═══ Extrait du texte

Vous l'aurez compris, ce que nous appellerons l'humanisme est donc un des thèmes de prédilection d'Ayerdhal. On peut noter que dans ces romans, cela s'accompagne souvent d'une absence de la violence chez les héros. Parleur est foncièrement non-violent et le revendique. Quant à l'Interne, le personnage principal de Demain une Oasis, il est incapable de faire du mal à une mouche... Devant l'injustice, plutôt que de faire appel à la force, ils mettent en branle leur imagination. A noter que dans Transparences, cet aspect des choses à un peu évolué, son héroïne n'hésitant pas à jouer avec tout ce qui peut trancher, découper, poignarder ses ennemis.

══════

> _Tâches à réaliser_:
1) Résumez en deux ou trois phrases le paragraphe de l'extrait sur Ayerdhal qui commence par « Vous l'aurez compris », en conservant ses faits principaux.
2) Prolongez l'extrait sur Ayerdhal d'un paragraphe, à la suite de sa dernière phrase.
Les données ci-dessous forment un ensemble distinct de l'extrait sur Ayerdhal.

═══ Données fournies

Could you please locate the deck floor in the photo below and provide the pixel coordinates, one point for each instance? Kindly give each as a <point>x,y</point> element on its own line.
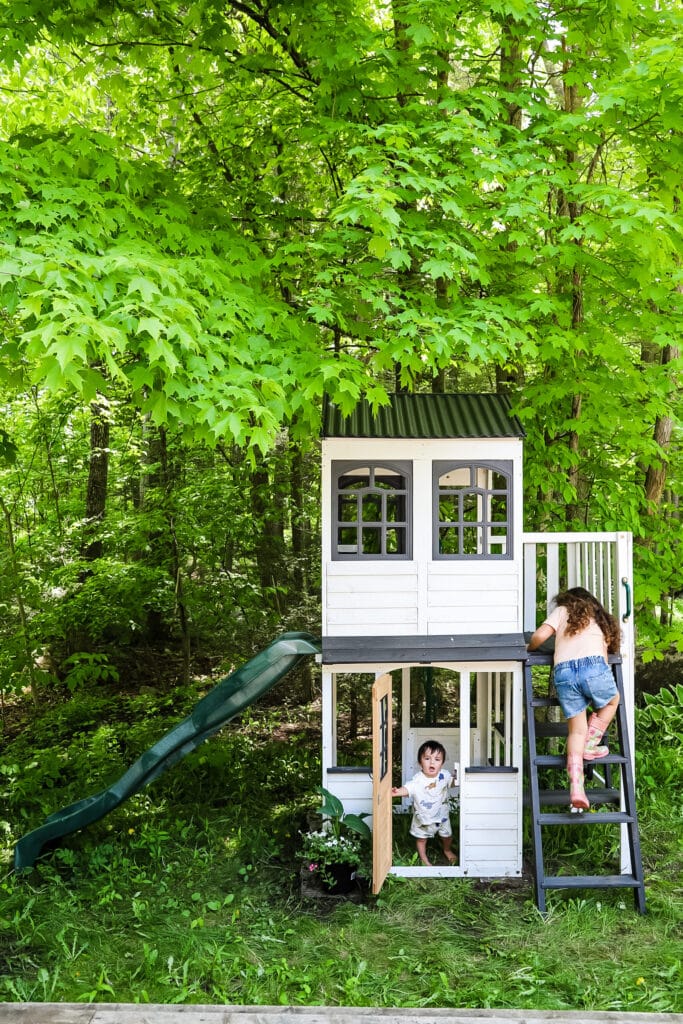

══════

> _Les réponses_:
1) L'humanisme est l'un des thèmes favoris d'Ayerdhal, et il va souvent de pair avec la non-violence de ses héros : Parleur la revendique, et l'Interne, le personnage principal de Demain une Oasis, ne ferait pas de mal à une mouche. Face à l'injustice, ces personnages font appel à leur imagination plutôt qu'à la force. Transparences marque une évolution, car son héroïne n'hésite pas à s'en prendre à ses ennemis avec tout ce qui tranche ou poignarde.

2)
Intelligence et dialogue

La situation d'Yvlain dans La bohème et l'Ivraie est un peu similaire à celle de l'interne dans Demain une Oasis. Yvlain n'emploie en aucun cas la force pour renverser l'ordre établi. Seule son intelligence lui servira pour parvenir à ses fins. Yvlain et Parleur sont d'ailleurs finalement assez proches. Aucun des deux ne cherche le pouvoir suprême, bien qu'ils aient un ascendant psychologique sur les autres personnages par leur charisme exceptionnel. Le premier souhaite mettre à mal une institution qui l'empêche d'exercer son art, et le second se contente de mettre ses idées au service de la communauté. L'un et l'autre sont d'ailleurs entourés de femmes, autre spécificité de l'écriture d'Ayerdhal.

Des filles :

Les femmes sont toujours omniprésentes chez Ayerdhal. Que ce soit dans Parleur, La bohème et l'Ivraie, Cybione, Polytan, L'Histrion, Mytale, Balade Choreïale, Demain une Oasis ou Etoiles Mourantes, L'homme aux semelles de foudres ou bien encore Transparences la gent féminine est bien représentée.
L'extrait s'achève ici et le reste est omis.